:: Aim ::
Copy all of the data below word for word, with nothing changed.

:: Dataset records ::
========================================

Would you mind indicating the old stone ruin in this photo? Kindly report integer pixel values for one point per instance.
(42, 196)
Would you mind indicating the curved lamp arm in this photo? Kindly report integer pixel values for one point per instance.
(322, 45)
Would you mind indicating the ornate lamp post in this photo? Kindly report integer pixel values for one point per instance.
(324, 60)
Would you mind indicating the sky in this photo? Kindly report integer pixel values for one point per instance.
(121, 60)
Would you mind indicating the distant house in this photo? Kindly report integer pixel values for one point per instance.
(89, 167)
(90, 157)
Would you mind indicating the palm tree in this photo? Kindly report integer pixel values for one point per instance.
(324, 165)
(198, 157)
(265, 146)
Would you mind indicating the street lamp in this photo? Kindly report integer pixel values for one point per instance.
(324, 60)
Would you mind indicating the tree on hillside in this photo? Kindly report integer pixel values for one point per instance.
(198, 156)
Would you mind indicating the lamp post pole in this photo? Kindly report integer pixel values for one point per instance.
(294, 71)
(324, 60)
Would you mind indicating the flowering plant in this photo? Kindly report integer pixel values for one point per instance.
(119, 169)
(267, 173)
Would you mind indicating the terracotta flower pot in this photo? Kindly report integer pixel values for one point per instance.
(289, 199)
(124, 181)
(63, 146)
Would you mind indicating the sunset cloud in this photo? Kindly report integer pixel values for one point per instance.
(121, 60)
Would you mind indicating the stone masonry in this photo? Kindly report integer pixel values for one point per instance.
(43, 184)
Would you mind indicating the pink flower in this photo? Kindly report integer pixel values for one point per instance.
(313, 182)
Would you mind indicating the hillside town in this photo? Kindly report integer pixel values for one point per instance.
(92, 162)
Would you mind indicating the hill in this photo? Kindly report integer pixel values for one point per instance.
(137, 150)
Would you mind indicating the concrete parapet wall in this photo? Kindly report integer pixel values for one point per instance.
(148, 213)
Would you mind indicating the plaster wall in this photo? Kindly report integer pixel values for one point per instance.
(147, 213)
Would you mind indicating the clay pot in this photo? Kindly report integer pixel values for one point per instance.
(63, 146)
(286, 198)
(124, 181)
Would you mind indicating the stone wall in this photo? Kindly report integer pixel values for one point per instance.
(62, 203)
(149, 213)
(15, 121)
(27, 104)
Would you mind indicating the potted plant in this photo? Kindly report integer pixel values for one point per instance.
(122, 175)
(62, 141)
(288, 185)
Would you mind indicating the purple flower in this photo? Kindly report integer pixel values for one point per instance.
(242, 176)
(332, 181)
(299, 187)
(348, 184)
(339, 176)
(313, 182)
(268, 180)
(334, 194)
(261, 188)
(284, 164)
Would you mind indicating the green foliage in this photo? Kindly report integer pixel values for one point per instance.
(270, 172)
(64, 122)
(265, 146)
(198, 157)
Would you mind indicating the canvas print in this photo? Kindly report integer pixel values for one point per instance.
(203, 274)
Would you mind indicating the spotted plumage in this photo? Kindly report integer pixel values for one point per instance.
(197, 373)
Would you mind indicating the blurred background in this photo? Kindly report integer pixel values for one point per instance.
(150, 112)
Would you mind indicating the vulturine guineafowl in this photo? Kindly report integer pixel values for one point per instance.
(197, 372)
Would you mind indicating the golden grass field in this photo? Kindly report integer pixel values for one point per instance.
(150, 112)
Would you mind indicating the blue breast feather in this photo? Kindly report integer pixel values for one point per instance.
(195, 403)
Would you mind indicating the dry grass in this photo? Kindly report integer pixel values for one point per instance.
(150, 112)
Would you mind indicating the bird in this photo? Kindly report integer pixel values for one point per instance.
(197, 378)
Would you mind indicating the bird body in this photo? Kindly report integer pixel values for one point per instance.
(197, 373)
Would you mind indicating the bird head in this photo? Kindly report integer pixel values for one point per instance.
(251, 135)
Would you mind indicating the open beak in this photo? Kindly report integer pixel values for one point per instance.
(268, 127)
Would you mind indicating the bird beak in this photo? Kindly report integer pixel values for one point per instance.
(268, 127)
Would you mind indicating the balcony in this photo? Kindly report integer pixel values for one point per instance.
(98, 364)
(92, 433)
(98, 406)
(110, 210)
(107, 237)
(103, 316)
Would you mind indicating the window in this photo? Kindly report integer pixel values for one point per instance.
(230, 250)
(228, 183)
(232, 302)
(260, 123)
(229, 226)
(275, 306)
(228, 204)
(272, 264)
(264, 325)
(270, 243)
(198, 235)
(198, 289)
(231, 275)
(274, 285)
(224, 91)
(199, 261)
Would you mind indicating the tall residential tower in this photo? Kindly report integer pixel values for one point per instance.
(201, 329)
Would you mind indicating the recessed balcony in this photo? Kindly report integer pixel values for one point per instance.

========================================

:: The reply ::
Would you mind indicating the old stone ruin in this photo? Kindly report integer pixel values for one point per instance.
(42, 196)
Would you mind indicating the curved lamp arm in this photo? Kindly report integer pixel values for one point per instance.
(322, 45)
Would you mind indicating the ornate lamp post in this photo? Kindly report integer pixel values for one point per instance.
(324, 60)
Would you mind indicating the sky in this photo? Kindly report integer pixel values for one point per instance.
(121, 60)
Would you mind indicating the distant house in this photo? Kindly report integer pixel values for one point per instance.
(89, 167)
(90, 157)
Would you mind indicating the palm tree in this photo? Kindly report integer pixel values for one point per instance.
(324, 165)
(198, 157)
(265, 146)
Would you mind indicating the street lamp in this photo? Kindly report integer pixel values for one point per instance.
(324, 60)
Would you mind indicating the tree on hillside in this photo? Kindly report integer pixel values for one point per instance.
(198, 156)
Would you mind indicating the lamp post pole in this photo? Kindly report integer pixel values for one point per instance.
(294, 71)
(324, 60)
Would you mind indicating the flowering plant in this photo? Kindly report integer pixel values for one point per instance.
(119, 169)
(267, 173)
Would you mind indicating the terracotta flower pot in this photo? Kindly report integer pixel values for one point per instance.
(289, 199)
(124, 181)
(63, 146)
Would you mind indicating the sunset cloud in this photo? Kindly report integer pixel values for one point per instance.
(121, 60)
Would you mind indicating the stone masonry in this photo? Kindly report integer pixel values for one point per instance.
(43, 184)
Would you mind indicating the pink flower in this photo? Kindly report integer pixel values for one point per instance.
(313, 182)
Would you mind indicating the hillside town in this photo? Kindly report integer pixel values for one point per instance.
(92, 162)
Would you mind indicating the hill in this photo? Kindly report integer pixel values for one point per instance.
(137, 150)
Would you mind indicating the concrete parapet wall in this photo? Kindly report integer pixel values for one point per instance.
(148, 213)
Would you mind indicating the plaster wall in this photo? Kindly report integer pixel values for one point per instance.
(147, 213)
Would you mind indicating the clay pot in this photo? Kindly report integer pixel values for one point per instance.
(63, 146)
(286, 198)
(124, 181)
Would you mind indicating the stone wall in this photo? Kindly report integer pixel values for one point per instance.
(62, 203)
(149, 213)
(15, 121)
(27, 104)
Would you mind indicating the potted plant in this photo? Kindly report integer pixel values for one point per instance.
(122, 175)
(62, 141)
(288, 185)
Would you mind indicating the purple flower in this photo? Kindly report integer pixel values for one point per instance.
(242, 176)
(332, 181)
(299, 187)
(348, 184)
(339, 176)
(313, 182)
(268, 180)
(334, 194)
(261, 188)
(284, 164)
Would you mind indicating the green foliage in this photo? Kindly report integer pixel values for one point per instance.
(270, 172)
(64, 122)
(265, 146)
(198, 157)
Would you mind indicating the canvas print in this photo? Kindly report integer pixel values for one point per instance.
(203, 274)
Would you mind indicating the spotted plumage in this photo? Kindly report integer pixel values for one point per instance.
(197, 373)
Would you mind indicating the blurred background in this photo? Kindly report integer pixel values for one point per instance.
(150, 112)
Would you mind indicating the vulturine guineafowl in this photo? Kindly report integer pixel values for one point per instance.
(197, 372)
Would you mind indicating the golden grass field in this photo? Kindly report integer pixel values for one point per instance.
(150, 112)
Would you mind indicating the blue breast feather in this photo? Kindly report integer pixel values for one point per instance.
(195, 403)
Would you mind indicating the dry grass in this photo? Kindly report integer pixel values for one point per instance.
(150, 112)
Would you mind indicating the bird in this photo? Kindly report integer pixel values for one point per instance.
(197, 378)
Would you mind indicating the bird body in this photo? Kindly report integer pixel values for one point per instance.
(197, 373)
Would you mind indicating the bird head in this photo? Kindly report integer pixel values for one point per instance.
(251, 135)
Would you mind indicating the open beak in this photo? Kindly report integer pixel values for one point per instance.
(268, 127)
Would you mind indicating the bird beak in this photo? Kindly report integer pixel values for one point per instance.
(268, 127)
Would you mind indicating the balcony in this photo? Kindly report integer pixel values for one point per instance.
(98, 364)
(92, 433)
(98, 406)
(110, 210)
(107, 237)
(103, 316)
Would you mind indicating the window in this photo? Kindly report integer pixel values for one point per instance.
(230, 250)
(228, 183)
(232, 302)
(260, 123)
(229, 226)
(275, 306)
(228, 204)
(272, 264)
(264, 325)
(270, 243)
(198, 235)
(198, 289)
(231, 275)
(274, 285)
(224, 91)
(199, 261)
Would you mind indicating the tall residential tower in this photo? Kindly report integer pixel values for one point per instance.
(201, 329)
Would you mind indicating the recessed balcony in this photo? Kindly report integer pixel values for one point per instance.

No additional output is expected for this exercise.